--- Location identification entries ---
--

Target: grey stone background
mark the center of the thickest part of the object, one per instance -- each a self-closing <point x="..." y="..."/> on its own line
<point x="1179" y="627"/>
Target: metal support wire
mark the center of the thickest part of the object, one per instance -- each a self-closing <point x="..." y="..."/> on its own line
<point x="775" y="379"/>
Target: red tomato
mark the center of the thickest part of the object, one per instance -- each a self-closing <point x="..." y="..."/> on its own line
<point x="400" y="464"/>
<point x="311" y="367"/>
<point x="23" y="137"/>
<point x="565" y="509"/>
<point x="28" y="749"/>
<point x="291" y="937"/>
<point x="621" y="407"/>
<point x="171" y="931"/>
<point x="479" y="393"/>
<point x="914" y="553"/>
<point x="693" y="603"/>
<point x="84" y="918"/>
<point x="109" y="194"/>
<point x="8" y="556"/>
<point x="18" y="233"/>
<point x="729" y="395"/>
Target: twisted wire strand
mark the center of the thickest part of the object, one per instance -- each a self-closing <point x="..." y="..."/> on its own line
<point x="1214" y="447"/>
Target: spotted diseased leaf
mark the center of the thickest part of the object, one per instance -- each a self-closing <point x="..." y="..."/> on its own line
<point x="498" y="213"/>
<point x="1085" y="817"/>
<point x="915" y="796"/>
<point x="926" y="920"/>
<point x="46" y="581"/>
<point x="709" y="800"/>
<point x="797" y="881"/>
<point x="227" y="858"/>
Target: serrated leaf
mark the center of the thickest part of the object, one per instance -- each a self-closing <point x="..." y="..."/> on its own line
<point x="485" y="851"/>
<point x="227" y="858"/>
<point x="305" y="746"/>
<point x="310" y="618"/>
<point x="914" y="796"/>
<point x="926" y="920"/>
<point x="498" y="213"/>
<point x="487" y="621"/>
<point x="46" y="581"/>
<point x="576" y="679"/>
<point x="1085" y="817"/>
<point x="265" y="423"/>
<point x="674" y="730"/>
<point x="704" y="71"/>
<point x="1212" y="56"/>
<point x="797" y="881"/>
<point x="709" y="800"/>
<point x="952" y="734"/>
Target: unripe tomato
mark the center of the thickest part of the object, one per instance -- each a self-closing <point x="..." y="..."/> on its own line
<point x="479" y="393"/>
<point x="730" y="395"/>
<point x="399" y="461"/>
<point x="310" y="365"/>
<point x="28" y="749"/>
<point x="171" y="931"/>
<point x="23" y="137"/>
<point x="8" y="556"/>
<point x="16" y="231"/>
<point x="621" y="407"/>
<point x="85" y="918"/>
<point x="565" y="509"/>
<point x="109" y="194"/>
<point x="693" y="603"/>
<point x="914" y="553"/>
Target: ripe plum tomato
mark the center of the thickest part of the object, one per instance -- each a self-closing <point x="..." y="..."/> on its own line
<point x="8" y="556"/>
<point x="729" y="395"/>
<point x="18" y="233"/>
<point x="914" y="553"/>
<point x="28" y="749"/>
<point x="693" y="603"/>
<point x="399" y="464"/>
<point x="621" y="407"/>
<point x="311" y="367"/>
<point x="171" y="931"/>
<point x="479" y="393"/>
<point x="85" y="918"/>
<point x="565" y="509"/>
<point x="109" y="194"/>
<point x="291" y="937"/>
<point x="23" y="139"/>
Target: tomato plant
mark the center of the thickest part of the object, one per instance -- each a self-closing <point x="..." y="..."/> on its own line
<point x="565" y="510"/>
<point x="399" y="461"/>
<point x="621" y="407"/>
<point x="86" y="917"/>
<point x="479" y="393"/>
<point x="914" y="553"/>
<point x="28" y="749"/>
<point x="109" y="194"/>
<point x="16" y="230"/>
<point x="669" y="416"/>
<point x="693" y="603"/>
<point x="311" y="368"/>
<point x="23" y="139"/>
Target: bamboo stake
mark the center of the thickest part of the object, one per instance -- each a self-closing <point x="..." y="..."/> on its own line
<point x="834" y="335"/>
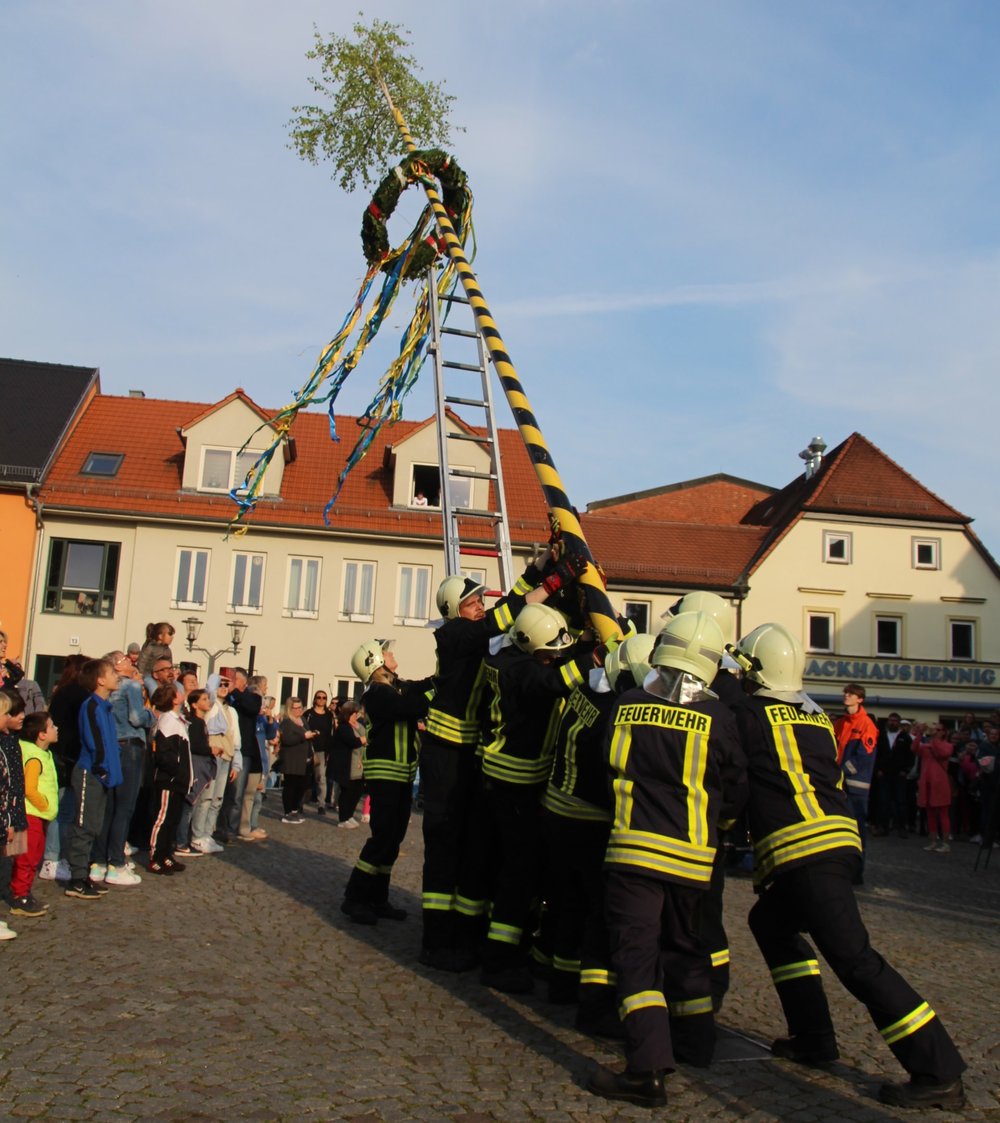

--

--- Instructions to follow ---
Convert every line of the rows above into a numbered list, omitting blank lines and leaving out the pictures.

--- Result ---
1. Target: grey stone background
2. mark the center of the thickest part of the object, one per instance -- each a self-closing <point x="..." y="..."/> on its own line
3. <point x="1179" y="627"/>
4. Target: metal support wire
5. mark the center of the thickest part of the object, one per instance -- each a self-closing <point x="..." y="..."/> on its own line
6. <point x="775" y="379"/>
7. Target: red tomato
8. mark the center of the thickest part of the object, one per instance -- each a self-closing <point x="..." y="..."/> on its own line
9. <point x="400" y="464"/>
10. <point x="311" y="367"/>
11. <point x="23" y="137"/>
12. <point x="565" y="509"/>
13. <point x="28" y="749"/>
14. <point x="291" y="937"/>
15. <point x="621" y="407"/>
16. <point x="171" y="931"/>
17. <point x="479" y="393"/>
18. <point x="914" y="553"/>
19. <point x="693" y="603"/>
20. <point x="84" y="918"/>
21. <point x="109" y="194"/>
22. <point x="8" y="556"/>
23. <point x="18" y="233"/>
24. <point x="729" y="395"/>
25. Target: twisted wire strand
26. mark the center of the thickest part of the object, one per instance -- each a self-closing <point x="..." y="..."/> on its own line
27. <point x="1214" y="447"/>
28. Target: spotted diseased leaf
29. mark the center of the thickest part of the object, one per instance -- each a self-closing <point x="..." y="..."/> on its own line
30. <point x="498" y="213"/>
31. <point x="1085" y="817"/>
32. <point x="915" y="796"/>
33. <point x="926" y="920"/>
34. <point x="46" y="581"/>
35. <point x="709" y="800"/>
36. <point x="797" y="881"/>
37. <point x="227" y="858"/>
38. Target: serrated leaf
39. mark the center of the thickest part of the object, one per instance -- each a self-closing <point x="..." y="..."/> on its own line
40. <point x="485" y="851"/>
41. <point x="227" y="858"/>
42. <point x="305" y="746"/>
43. <point x="310" y="618"/>
44. <point x="914" y="796"/>
45. <point x="926" y="920"/>
46. <point x="498" y="213"/>
47. <point x="487" y="621"/>
48. <point x="46" y="581"/>
49. <point x="576" y="679"/>
50. <point x="1085" y="817"/>
51. <point x="265" y="423"/>
52. <point x="674" y="730"/>
53. <point x="704" y="71"/>
54. <point x="1212" y="56"/>
55. <point x="797" y="881"/>
56. <point x="709" y="800"/>
57. <point x="952" y="734"/>
58. Target: unripe tomato
59. mark the center of the thickest part of the object, one per instance -- each a self-closing <point x="..." y="..."/> on its own line
60. <point x="479" y="393"/>
61. <point x="730" y="395"/>
62. <point x="399" y="461"/>
63. <point x="310" y="365"/>
64. <point x="28" y="749"/>
65. <point x="171" y="931"/>
66. <point x="23" y="137"/>
67. <point x="8" y="556"/>
68. <point x="16" y="231"/>
69. <point x="621" y="407"/>
70. <point x="85" y="918"/>
71. <point x="565" y="509"/>
72. <point x="109" y="194"/>
73. <point x="693" y="603"/>
74. <point x="914" y="553"/>
75. Target: ripe plum tomato
76. mark the center of the thickest part of the object, one per instance -- each a self-closing <point x="..." y="..."/> on its own line
77. <point x="8" y="556"/>
78. <point x="729" y="395"/>
79. <point x="18" y="233"/>
80. <point x="914" y="553"/>
81. <point x="28" y="749"/>
82. <point x="693" y="603"/>
83. <point x="399" y="464"/>
84. <point x="621" y="407"/>
85. <point x="311" y="367"/>
86. <point x="171" y="931"/>
87. <point x="479" y="393"/>
88. <point x="85" y="918"/>
89. <point x="565" y="509"/>
90. <point x="109" y="194"/>
91. <point x="291" y="937"/>
92. <point x="23" y="139"/>
93. Target: tomato plant
94. mark the center of the thickest part of the object, one per instance -- each a self-closing <point x="..." y="..."/> on its own line
95. <point x="565" y="510"/>
96. <point x="399" y="461"/>
97. <point x="621" y="407"/>
98. <point x="86" y="917"/>
99. <point x="479" y="393"/>
100. <point x="914" y="553"/>
101. <point x="28" y="749"/>
102. <point x="109" y="194"/>
103. <point x="16" y="230"/>
104. <point x="669" y="416"/>
105. <point x="693" y="603"/>
106. <point x="311" y="368"/>
107. <point x="23" y="139"/>
108. Target: bamboo stake
109. mark the center of the thickest part of the object, one per instance -- each a self-closing <point x="..." y="..."/> on its own line
110. <point x="834" y="335"/>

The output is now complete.